-- Aufgabe 1 --
Beantworte die folgenden Fragen zum Text über den hinterlistigen Überfall:
(a) Was ist nach dem allgemeinen Wortlautverständnis ein „Überfall“?
(b) Was verlangt der Wortlaut „hinter-“„-list“?
(c) Mit welcher Vorschrift vergleicht der Text die erhöhte Strafdrohung des § 224?
-- Aufgabe 2 --
Gib den Abschnitt des Textes über den hinterlistigen Überfall wieder, der mit „3.Systematisches Argument“ beginnt und bis einschließlich „Täter straferhöhend anzulasten.“ reicht. Ersetze dabei „Strafdrohung“ durch „Strafandrohung“.

-- Dokument --
%%

I.Definition entwickeln:

„hinterlistiger Überfall“ iSv § 224 I Nr. 3 StGB

 

 

1. Erster Zugriff - allg. Wortverständnis

Nach dem allgemeine Wortlautverständnis ist „Überfall“ jeder plötzliche, unerwartete Angriff auf einen Ahnungslosen.

 

 

A hatte das Hemd gerade vor ihrem Gesicht, eine Ausholbewegung der A konnte sie nicht sehen. Daher war sie ahnungslos als A zuschlug. Die Schlagbewegung war auch plötzlich.

2. Wortlautargument

Der Wortlaut „hinter-“„-list“ verlangt ein vorausgeplantes berechnendes „Fallenstellen“. Sonst liegt keine List vor.

 

Hinterlist setzt danach voraus, dass der Täter planmäßig in einer auf Verdeckung seiner wahren Absicht berechneten Weise vorgeht, um dadurch dem Gegner die Abwehr des nicht erwarteten Angriffs zu erschweren und die Vorbereitung auf seine Verteidigung nach Möglichkeit auszuschließen (st. Rspr.; BGHR StGB § 223 a StGB Hinterlist 1 m.w.N.; BGH NStZ 2004, 93 ).

 

3.Systematisches Argument

Auch die erhöhte Strafdrohung des § 224 im Vergleich zu § 223 StGB legt nahe, dass Tatbestandsmerkmal restriktiv (eng) auszulegen und nicht jede zufällige Unaufmerksamkeit des Opfers dem Täter straferhöhend anzulasten.

 

II. (Subsumtion)

%%

-- Datensatzeinträge --
%%

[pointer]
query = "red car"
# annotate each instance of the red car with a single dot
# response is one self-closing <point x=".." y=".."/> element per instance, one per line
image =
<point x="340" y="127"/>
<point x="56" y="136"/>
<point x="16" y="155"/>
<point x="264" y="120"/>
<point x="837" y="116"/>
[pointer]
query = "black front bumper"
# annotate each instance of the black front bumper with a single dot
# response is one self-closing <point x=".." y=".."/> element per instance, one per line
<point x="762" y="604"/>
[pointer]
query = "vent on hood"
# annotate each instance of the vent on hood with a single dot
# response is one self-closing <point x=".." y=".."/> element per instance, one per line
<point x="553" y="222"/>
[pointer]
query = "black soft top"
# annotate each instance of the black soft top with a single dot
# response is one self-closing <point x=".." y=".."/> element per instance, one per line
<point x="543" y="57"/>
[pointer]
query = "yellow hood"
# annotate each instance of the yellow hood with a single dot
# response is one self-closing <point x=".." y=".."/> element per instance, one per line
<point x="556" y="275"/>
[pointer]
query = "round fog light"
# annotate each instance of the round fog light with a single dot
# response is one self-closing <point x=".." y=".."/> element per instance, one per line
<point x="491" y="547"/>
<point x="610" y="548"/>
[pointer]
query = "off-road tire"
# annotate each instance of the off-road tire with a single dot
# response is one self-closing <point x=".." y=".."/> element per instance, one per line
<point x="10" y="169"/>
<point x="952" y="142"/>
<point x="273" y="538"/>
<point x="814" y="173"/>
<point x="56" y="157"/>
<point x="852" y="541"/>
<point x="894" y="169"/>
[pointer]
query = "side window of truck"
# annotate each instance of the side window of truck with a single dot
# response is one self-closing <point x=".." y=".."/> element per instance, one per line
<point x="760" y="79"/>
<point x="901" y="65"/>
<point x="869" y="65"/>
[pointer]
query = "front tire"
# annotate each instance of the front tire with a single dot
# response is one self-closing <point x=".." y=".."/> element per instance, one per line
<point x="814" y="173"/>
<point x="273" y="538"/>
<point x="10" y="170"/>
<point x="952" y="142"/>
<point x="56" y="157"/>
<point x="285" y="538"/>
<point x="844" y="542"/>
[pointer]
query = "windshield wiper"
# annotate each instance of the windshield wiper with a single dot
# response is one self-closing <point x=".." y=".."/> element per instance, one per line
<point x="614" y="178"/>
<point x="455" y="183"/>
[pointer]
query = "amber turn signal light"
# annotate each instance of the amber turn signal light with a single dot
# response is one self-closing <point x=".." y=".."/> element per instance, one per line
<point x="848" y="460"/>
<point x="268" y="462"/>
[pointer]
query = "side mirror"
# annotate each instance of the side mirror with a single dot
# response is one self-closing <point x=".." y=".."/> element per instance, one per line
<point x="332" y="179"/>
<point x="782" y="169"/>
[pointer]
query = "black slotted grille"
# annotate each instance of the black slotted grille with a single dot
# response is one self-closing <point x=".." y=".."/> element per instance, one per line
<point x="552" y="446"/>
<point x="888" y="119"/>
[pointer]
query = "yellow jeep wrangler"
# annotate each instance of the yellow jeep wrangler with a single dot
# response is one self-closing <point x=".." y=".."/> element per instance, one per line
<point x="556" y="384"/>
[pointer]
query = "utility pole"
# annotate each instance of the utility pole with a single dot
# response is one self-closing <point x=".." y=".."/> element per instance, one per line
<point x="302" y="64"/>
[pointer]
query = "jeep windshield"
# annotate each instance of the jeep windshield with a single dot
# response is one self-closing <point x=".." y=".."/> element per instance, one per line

%%

-- Schriftliche Antwort 1 --
(a) Jeder plötzliche, unerwartete Angriff auf einen Ahnungslosen.
(b) Ein vorausgeplantes berechnendes „Fallenstellen“.
(c) Mit § 223 StGB.

-- Schriftliche Antwort 2 --
3.Systematisches Argument

Auch die erhöhte Strafandrohung des § 224 im Vergleich zu § 223 StGB legt nahe, dass Tatbestandsmerkmal restriktiv (eng) auszulegen und nicht jede zufällige Unaufmerksamkeit des Opfers dem Täter straferhöhend anzulasten.